**DATA SECTION:**
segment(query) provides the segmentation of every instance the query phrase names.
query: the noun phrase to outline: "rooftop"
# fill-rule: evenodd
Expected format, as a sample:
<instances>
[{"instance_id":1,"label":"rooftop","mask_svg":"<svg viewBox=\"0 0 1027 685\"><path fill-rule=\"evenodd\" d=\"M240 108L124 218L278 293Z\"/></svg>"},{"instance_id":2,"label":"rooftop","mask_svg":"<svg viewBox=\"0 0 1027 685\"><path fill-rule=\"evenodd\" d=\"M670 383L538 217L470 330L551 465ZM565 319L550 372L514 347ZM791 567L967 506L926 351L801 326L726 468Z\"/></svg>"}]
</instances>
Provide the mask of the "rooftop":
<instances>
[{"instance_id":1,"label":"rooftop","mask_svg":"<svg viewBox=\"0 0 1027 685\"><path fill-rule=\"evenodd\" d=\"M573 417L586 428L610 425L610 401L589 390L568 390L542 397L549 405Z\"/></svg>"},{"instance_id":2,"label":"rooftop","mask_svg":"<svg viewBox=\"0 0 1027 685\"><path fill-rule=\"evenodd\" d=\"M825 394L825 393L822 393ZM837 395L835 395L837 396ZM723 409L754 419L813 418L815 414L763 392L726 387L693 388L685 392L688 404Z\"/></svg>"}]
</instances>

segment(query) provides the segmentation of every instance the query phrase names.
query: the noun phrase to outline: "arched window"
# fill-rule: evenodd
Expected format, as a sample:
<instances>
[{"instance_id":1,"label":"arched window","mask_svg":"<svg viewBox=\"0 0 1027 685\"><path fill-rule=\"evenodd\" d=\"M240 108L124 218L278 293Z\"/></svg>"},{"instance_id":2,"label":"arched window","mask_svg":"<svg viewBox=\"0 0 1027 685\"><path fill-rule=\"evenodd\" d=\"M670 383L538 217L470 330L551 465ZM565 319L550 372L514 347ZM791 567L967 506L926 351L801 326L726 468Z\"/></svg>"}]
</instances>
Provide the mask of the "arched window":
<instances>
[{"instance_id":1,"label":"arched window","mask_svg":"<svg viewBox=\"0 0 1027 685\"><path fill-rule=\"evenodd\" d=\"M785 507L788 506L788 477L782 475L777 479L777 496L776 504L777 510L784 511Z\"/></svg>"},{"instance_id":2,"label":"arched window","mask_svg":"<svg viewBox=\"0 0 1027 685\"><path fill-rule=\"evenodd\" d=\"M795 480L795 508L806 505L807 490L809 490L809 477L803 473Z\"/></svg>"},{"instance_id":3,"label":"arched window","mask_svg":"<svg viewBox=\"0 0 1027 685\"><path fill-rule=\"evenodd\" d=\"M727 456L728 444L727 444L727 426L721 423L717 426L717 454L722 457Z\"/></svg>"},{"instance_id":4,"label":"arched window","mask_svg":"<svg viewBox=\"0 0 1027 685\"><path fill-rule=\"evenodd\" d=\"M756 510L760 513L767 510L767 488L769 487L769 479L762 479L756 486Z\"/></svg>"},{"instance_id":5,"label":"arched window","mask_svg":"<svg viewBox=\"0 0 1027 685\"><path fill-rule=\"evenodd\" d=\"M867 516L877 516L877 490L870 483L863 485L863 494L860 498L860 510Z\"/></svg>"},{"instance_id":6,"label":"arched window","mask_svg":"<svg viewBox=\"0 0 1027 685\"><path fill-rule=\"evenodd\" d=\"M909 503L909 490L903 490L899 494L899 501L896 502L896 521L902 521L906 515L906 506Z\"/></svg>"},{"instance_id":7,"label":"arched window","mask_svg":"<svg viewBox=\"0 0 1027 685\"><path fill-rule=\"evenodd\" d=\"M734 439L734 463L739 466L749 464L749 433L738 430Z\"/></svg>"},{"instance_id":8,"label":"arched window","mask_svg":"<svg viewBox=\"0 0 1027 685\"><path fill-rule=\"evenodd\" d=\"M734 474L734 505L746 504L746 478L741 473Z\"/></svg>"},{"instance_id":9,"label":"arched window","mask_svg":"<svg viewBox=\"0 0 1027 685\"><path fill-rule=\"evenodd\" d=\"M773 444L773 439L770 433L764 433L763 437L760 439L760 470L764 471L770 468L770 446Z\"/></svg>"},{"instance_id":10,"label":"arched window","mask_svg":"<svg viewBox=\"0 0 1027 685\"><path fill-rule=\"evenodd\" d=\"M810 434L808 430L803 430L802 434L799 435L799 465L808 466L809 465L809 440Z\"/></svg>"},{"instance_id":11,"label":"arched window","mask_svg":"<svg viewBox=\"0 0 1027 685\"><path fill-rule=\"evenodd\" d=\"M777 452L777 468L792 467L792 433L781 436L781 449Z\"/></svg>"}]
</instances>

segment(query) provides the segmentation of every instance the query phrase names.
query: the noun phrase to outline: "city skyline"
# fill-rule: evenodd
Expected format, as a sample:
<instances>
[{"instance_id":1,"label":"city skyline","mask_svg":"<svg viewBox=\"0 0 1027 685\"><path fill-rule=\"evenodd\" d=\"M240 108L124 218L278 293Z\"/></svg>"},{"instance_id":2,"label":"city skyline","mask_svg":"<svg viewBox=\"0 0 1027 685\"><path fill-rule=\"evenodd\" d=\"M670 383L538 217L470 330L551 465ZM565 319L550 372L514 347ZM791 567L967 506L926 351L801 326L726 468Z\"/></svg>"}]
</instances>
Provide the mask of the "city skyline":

**THE PROBLEM:** Reproduce each record exactly, leaving nothing out.

**WRITTEN RESPONSE:**
segment(query) provides the segmentation of every instance the query phrase names.
query: the noun phrase to outline: "rooftop"
# fill-rule: evenodd
Expected format, as a sample:
<instances>
[{"instance_id":1,"label":"rooftop","mask_svg":"<svg viewBox=\"0 0 1027 685\"><path fill-rule=\"evenodd\" d=\"M240 108L124 218L278 293Z\"/></svg>"},{"instance_id":2,"label":"rooftop","mask_svg":"<svg viewBox=\"0 0 1027 685\"><path fill-rule=\"evenodd\" d=\"M670 383L538 217L470 330L551 465ZM565 319L550 372L514 347ZM791 567L967 506L926 351L801 326L726 468Z\"/></svg>"}]
</instances>
Provide the mask of the "rooftop":
<instances>
[{"instance_id":1,"label":"rooftop","mask_svg":"<svg viewBox=\"0 0 1027 685\"><path fill-rule=\"evenodd\" d=\"M573 417L586 428L610 425L610 401L589 390L568 390L542 397L549 405Z\"/></svg>"},{"instance_id":2,"label":"rooftop","mask_svg":"<svg viewBox=\"0 0 1027 685\"><path fill-rule=\"evenodd\" d=\"M825 394L825 393L822 393ZM837 395L835 395L837 396ZM723 409L754 419L813 418L815 414L763 392L726 387L693 388L685 392L688 404Z\"/></svg>"}]
</instances>

segment(query) provides the segmentation of every instance the query phrase names.
query: the noun phrase to outline: "arched window"
# fill-rule: evenodd
Expected format, as a sample:
<instances>
[{"instance_id":1,"label":"arched window","mask_svg":"<svg viewBox=\"0 0 1027 685\"><path fill-rule=\"evenodd\" d=\"M240 108L124 218L278 293Z\"/></svg>"},{"instance_id":2,"label":"arched window","mask_svg":"<svg viewBox=\"0 0 1027 685\"><path fill-rule=\"evenodd\" d=\"M670 383L538 217L470 330L551 465ZM565 319L550 372L514 347ZM791 567L967 506L926 351L801 326L726 468Z\"/></svg>"}]
</instances>
Provide the mask of the "arched window":
<instances>
[{"instance_id":1,"label":"arched window","mask_svg":"<svg viewBox=\"0 0 1027 685\"><path fill-rule=\"evenodd\" d=\"M785 507L788 506L788 477L782 475L777 479L777 496L776 504L777 510L784 511Z\"/></svg>"},{"instance_id":2,"label":"arched window","mask_svg":"<svg viewBox=\"0 0 1027 685\"><path fill-rule=\"evenodd\" d=\"M795 480L795 508L806 505L807 490L809 490L809 477L803 473Z\"/></svg>"},{"instance_id":3,"label":"arched window","mask_svg":"<svg viewBox=\"0 0 1027 685\"><path fill-rule=\"evenodd\" d=\"M727 456L728 444L727 444L727 426L721 423L717 426L717 454L722 457Z\"/></svg>"},{"instance_id":4,"label":"arched window","mask_svg":"<svg viewBox=\"0 0 1027 685\"><path fill-rule=\"evenodd\" d=\"M756 510L760 513L767 510L767 488L769 487L769 479L762 479L756 486Z\"/></svg>"},{"instance_id":5,"label":"arched window","mask_svg":"<svg viewBox=\"0 0 1027 685\"><path fill-rule=\"evenodd\" d=\"M867 516L877 516L877 490L870 483L863 485L863 494L860 498L860 510Z\"/></svg>"},{"instance_id":6,"label":"arched window","mask_svg":"<svg viewBox=\"0 0 1027 685\"><path fill-rule=\"evenodd\" d=\"M909 503L909 490L903 490L899 494L899 501L896 502L896 521L902 521L906 515L906 506Z\"/></svg>"},{"instance_id":7,"label":"arched window","mask_svg":"<svg viewBox=\"0 0 1027 685\"><path fill-rule=\"evenodd\" d=\"M734 439L734 463L739 466L749 464L749 433L738 430Z\"/></svg>"},{"instance_id":8,"label":"arched window","mask_svg":"<svg viewBox=\"0 0 1027 685\"><path fill-rule=\"evenodd\" d=\"M734 474L734 505L746 504L746 478L741 473Z\"/></svg>"},{"instance_id":9,"label":"arched window","mask_svg":"<svg viewBox=\"0 0 1027 685\"><path fill-rule=\"evenodd\" d=\"M773 444L773 439L770 433L764 433L763 437L760 439L760 470L764 471L770 468L770 446Z\"/></svg>"},{"instance_id":10,"label":"arched window","mask_svg":"<svg viewBox=\"0 0 1027 685\"><path fill-rule=\"evenodd\" d=\"M810 434L808 430L803 430L802 434L799 435L799 465L808 466L809 465L809 440Z\"/></svg>"},{"instance_id":11,"label":"arched window","mask_svg":"<svg viewBox=\"0 0 1027 685\"><path fill-rule=\"evenodd\" d=\"M777 452L777 468L792 467L792 433L781 436L781 449Z\"/></svg>"}]
</instances>

segment(query) provides the segmentation of every instance the query phrase names.
query: the noun phrase to outline: "city skyline"
# fill-rule: evenodd
Expected format, as a sample:
<instances>
[{"instance_id":1,"label":"city skyline","mask_svg":"<svg viewBox=\"0 0 1027 685\"><path fill-rule=\"evenodd\" d=\"M240 108L124 218L278 293Z\"/></svg>"},{"instance_id":2,"label":"city skyline","mask_svg":"<svg viewBox=\"0 0 1027 685\"><path fill-rule=\"evenodd\" d=\"M670 383L538 217L470 330L551 465ZM565 319L550 372L514 347ZM791 567L967 506L926 351L801 326L726 468Z\"/></svg>"}]
</instances>
Provide the mask of the "city skyline":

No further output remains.